> [What to do] Extract every line below, verbatim.
>>>>
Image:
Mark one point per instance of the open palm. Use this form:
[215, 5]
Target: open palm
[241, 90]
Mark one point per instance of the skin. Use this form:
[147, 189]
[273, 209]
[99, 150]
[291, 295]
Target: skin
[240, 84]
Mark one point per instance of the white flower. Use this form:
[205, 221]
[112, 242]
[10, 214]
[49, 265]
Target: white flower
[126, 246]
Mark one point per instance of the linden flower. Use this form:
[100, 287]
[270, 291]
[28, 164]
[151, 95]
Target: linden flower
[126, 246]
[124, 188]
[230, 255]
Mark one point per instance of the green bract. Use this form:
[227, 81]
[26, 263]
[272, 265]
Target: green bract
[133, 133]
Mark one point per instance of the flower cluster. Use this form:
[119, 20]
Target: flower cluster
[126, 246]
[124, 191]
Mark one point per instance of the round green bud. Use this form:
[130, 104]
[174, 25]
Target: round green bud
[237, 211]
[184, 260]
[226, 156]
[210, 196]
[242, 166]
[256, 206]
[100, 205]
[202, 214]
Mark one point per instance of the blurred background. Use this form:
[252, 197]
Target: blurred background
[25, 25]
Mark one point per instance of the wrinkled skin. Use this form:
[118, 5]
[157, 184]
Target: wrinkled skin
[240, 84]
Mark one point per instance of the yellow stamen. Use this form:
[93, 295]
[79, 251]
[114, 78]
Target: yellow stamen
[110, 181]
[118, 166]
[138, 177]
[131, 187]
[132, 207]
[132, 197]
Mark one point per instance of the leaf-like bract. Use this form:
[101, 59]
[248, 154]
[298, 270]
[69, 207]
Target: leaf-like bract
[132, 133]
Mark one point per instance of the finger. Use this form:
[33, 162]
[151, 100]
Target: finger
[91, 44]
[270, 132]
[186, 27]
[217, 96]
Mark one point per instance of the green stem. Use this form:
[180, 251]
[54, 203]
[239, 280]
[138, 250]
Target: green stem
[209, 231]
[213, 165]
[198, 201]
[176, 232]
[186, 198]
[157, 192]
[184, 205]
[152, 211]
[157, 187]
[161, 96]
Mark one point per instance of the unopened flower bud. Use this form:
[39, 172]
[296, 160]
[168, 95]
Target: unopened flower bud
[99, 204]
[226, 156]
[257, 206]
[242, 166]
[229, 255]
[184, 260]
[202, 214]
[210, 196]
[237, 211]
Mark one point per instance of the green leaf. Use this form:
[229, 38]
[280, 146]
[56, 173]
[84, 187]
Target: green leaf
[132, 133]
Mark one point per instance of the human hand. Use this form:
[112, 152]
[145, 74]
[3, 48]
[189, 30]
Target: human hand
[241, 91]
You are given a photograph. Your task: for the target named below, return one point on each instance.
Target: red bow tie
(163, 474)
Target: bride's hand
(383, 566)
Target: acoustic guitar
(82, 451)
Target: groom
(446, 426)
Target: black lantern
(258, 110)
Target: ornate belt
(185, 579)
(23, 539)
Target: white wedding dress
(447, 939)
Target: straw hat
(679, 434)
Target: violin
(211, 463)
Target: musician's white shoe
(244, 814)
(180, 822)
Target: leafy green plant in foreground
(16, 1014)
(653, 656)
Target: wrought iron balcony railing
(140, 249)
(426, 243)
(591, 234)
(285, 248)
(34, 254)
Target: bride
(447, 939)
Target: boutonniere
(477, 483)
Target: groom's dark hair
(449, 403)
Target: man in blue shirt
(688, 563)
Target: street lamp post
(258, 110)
<<<<
> [Reply to the exercise]
Image:
Mark one point per instance of the open palm. Use this form:
[215, 5]
Target: open palm
[241, 90]
Mark one point per instance of the skin. Use this form:
[147, 189]
[273, 209]
[99, 150]
[291, 295]
Target: skin
[240, 84]
Mark one point per instance of the white flower. Use this form:
[205, 221]
[112, 242]
[10, 214]
[49, 265]
Target: white flower
[126, 246]
Mark one point per instance of the linden flower. Use this form:
[100, 287]
[270, 291]
[28, 164]
[151, 95]
Target: linden flower
[126, 246]
[124, 188]
[230, 255]
Mark one point per instance of the green bract. Use this form:
[227, 81]
[26, 263]
[272, 265]
Target: green bract
[133, 133]
Mark one point per instance of the flower cluster. Use this form:
[119, 20]
Target: flower cluster
[126, 246]
[124, 191]
Mark one point per instance of the round green bud. Use this form:
[130, 104]
[174, 25]
Target: round green bud
[237, 211]
[184, 260]
[226, 156]
[210, 196]
[242, 166]
[256, 206]
[100, 205]
[202, 214]
Mark one point per instance of the blurred background. Use this form:
[252, 197]
Target: blurred background
[25, 25]
Mark one point per instance of the wrinkled skin. Use this form:
[118, 5]
[157, 184]
Target: wrinkled skin
[240, 84]
Mark one point per instance of the yellow stamen. Use this form:
[93, 295]
[79, 251]
[114, 78]
Target: yellow stamen
[110, 181]
[118, 166]
[138, 177]
[131, 187]
[132, 207]
[132, 197]
Mark one point per instance of the leaf-like bract. Use this form:
[101, 59]
[248, 154]
[298, 270]
[69, 207]
Target: leaf-like bract
[132, 133]
Mark one point per instance of the finger. Use this form:
[33, 162]
[151, 100]
Target: finger
[91, 44]
[270, 132]
[186, 27]
[217, 96]
Mark one point per instance of the green stem. Use this form:
[180, 251]
[54, 203]
[239, 280]
[138, 250]
Target: green stem
[209, 231]
[213, 165]
[198, 201]
[176, 232]
[186, 198]
[157, 192]
[184, 205]
[152, 211]
[157, 187]
[161, 96]
Mark one point per instance of the unopened flower bud. Use this form:
[39, 172]
[296, 160]
[168, 95]
Target: unopened flower bud
[99, 204]
[226, 156]
[257, 206]
[242, 166]
[229, 255]
[184, 260]
[202, 214]
[210, 196]
[237, 211]
Mark one point per instance of the green leaf. Use this form:
[229, 38]
[280, 146]
[56, 173]
[84, 187]
Target: green leaf
[132, 133]
Mark one point per instance of the human hand. Use this form:
[112, 152]
[145, 74]
[3, 48]
[189, 30]
Target: human hand
[241, 91]
You are given a photograph. Your task: for the target named below, return one point on each instance.
Target: red bow tie
(163, 474)
Target: bride's hand
(383, 566)
Target: acoustic guitar
(82, 451)
Target: groom
(446, 426)
Target: black lantern
(258, 110)
Target: ornate belt
(185, 579)
(23, 539)
Target: white wedding dress
(447, 939)
Target: straw hat
(679, 434)
Target: violin
(211, 463)
Target: musician's white shoe
(244, 814)
(180, 822)
Target: leafy green plant in foreground
(16, 1014)
(653, 656)
Target: wrought iron balcony railing
(140, 249)
(426, 243)
(591, 234)
(285, 248)
(34, 254)
Target: bride
(447, 939)
Target: boutonniere
(477, 483)
Target: groom's dark hair
(449, 403)
Target: man in blue shirt
(688, 563)
Target: street lamp post
(258, 110)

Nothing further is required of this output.